_TASK_
All entries are to be returned verbatim.

_PROVIDED RECORDS_
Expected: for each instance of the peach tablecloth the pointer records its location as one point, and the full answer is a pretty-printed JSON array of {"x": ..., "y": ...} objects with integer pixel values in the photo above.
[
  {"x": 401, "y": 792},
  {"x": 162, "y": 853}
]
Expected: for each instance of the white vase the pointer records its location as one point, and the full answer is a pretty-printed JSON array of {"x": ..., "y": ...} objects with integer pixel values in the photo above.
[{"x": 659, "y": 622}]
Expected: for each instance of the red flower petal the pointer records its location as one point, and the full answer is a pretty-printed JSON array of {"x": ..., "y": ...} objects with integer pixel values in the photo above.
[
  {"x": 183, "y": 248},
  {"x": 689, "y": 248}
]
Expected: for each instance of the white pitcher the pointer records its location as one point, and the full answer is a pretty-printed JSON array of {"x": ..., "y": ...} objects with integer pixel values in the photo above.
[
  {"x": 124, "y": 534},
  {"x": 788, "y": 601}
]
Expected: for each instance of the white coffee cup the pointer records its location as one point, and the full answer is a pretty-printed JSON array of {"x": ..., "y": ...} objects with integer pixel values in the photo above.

_RESPONSE_
Expected: for each instance of the peach tablecloth the pointer records its location as one point, and the full answer is a pretty-printed JSON array of {"x": ..., "y": ...} objects with integer pixel values in the photo above.
[
  {"x": 401, "y": 792},
  {"x": 162, "y": 853}
]
Expected: for each instance of the white vase the pointer records its location as one point, and the full answer is a pretty-printed JSON array of {"x": ..., "y": ...} objects with integer pixel values in the photo above.
[{"x": 659, "y": 622}]
Expected: for each instance of the red flower petal the pointer records its location as one point, and the full answer is a pretty-printed JSON array of {"x": ..., "y": ...} objects with integer pixel values in the photo above.
[
  {"x": 183, "y": 248},
  {"x": 689, "y": 248}
]
Expected: for each instance of the white pitcher the pointer records its location as one point, and the full answer is a pretty-printed JSON array of {"x": ..., "y": ...} objects with integer pixel values in the photo above.
[
  {"x": 124, "y": 534},
  {"x": 788, "y": 601}
]
Expected: for each instance of the white coffee cup the pointer records its location as one point, and the full answer is a pretty-printed JSON array of {"x": ..., "y": ...} objects with integer pixel values in the photo above.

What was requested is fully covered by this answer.